The task: Repeat the records. Keep every word and mark exactly as it is.

*** Data ***

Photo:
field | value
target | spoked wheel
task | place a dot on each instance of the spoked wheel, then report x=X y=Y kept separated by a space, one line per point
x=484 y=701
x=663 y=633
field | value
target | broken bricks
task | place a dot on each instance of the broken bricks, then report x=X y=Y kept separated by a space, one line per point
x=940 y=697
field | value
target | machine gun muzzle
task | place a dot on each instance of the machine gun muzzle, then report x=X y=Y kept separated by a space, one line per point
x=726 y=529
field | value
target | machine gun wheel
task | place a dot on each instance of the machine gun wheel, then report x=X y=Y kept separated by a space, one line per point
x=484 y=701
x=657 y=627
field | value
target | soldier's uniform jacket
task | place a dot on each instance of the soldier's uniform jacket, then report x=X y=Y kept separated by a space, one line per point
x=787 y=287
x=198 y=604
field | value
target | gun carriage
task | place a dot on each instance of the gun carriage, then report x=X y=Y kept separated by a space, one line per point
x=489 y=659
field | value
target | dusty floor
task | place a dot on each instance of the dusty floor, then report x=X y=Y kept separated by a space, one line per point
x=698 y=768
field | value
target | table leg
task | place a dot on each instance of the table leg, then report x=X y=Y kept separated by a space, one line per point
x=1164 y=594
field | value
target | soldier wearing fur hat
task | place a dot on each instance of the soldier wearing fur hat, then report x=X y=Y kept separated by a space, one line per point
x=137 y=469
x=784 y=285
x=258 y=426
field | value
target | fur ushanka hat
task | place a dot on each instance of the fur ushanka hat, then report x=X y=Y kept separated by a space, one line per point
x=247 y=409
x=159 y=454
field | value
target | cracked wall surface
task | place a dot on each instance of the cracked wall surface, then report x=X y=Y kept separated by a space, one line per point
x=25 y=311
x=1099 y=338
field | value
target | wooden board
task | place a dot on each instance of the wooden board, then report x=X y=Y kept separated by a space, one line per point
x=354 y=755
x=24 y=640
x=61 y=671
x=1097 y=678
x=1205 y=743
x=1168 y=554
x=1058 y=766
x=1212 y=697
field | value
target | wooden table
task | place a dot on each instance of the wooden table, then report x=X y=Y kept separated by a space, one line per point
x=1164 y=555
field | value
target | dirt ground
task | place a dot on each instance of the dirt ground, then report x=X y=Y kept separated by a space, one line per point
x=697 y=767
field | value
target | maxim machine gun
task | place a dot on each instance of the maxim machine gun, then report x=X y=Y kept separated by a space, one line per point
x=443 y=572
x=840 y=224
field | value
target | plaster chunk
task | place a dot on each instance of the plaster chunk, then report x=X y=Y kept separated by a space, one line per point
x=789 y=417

***

Expected answer:
Photo:
field | value
target | spoked wheel
task | place a dot on each instance of the spoked wheel, then report x=X y=Y kept separated by a space, one line per point
x=484 y=701
x=663 y=633
field | value
target | broken bricks
task | place a dot on each instance of the broken bricks, then report x=X y=Y kept separated by a space, one line per point
x=940 y=697
field | value
target | machine gun muzzle
task | place a dot on each instance of the machine gun muzzle, then report x=X y=Y kept separated by a space, one line per point
x=726 y=529
field | value
target | machine gun wheel
task | place a dot on each instance of the machine gun wheel, then report x=X y=Y kept separated by a space, one line per point
x=484 y=701
x=657 y=627
field | value
target | soldier's uniform jacket
task | place a dot on each instance of the soldier's uniform jacket, then report x=X y=Y kept separated by a space, one line per point
x=787 y=287
x=198 y=604
field | value
target | gun carriage
task | place a dot on each instance of the gun carriage, then report x=X y=Y kept separated by a space, one line per point
x=489 y=659
field | value
target | dusty floor
task | place a dot on each instance of the dusty floor, then report x=X y=Y kept separated by a space, one line per point
x=698 y=768
field | value
target | table leg
task | place a dot on each instance of the table leg, then report x=X y=Y kept separated by a space, one line per point
x=1164 y=594
field | value
target | soldier wearing fur hat
task | place a dot on each instance of the soldier wearing fur hat, then report x=X y=Y kept separated by a space, one line per point
x=137 y=469
x=784 y=285
x=258 y=426
field | value
target | fur ushanka hat
task | place a dot on each instance of the fur ushanka hat, then report x=X y=Y kept separated by a space, one line per point
x=247 y=409
x=159 y=454
field | value
target | cracked wall surface
task | place a dot on each instance of the cracked wall surface, then report x=X y=Y kept separated by a space, one line per point
x=25 y=311
x=1099 y=338
field | value
target | wooden board
task | place a dot on each instance of the wooden board, then report x=X y=Y kept separated by a space, one line per point
x=354 y=755
x=24 y=640
x=61 y=671
x=1097 y=678
x=1205 y=743
x=1168 y=554
x=1058 y=766
x=1212 y=697
field | value
target | wooden table
task | place a dot on each instance of the wooden table, then report x=X y=Y kept separated by a space, one line per point
x=1164 y=555
field | value
target | dirt ground
task | place a dot on each instance of the dirt ground, then report x=X y=Y kept separated by a space, one line per point
x=697 y=767
field | value
target | maxim machine gun
task | place a dot on each instance of the maxim machine gun, then report x=X y=Y kept separated by a space, one line per point
x=443 y=572
x=840 y=224
field | value
target | plaster chunk
task | place a dot on each instance of the plaster chunk, then report x=X y=Y kept separated by a space, one line per point
x=789 y=417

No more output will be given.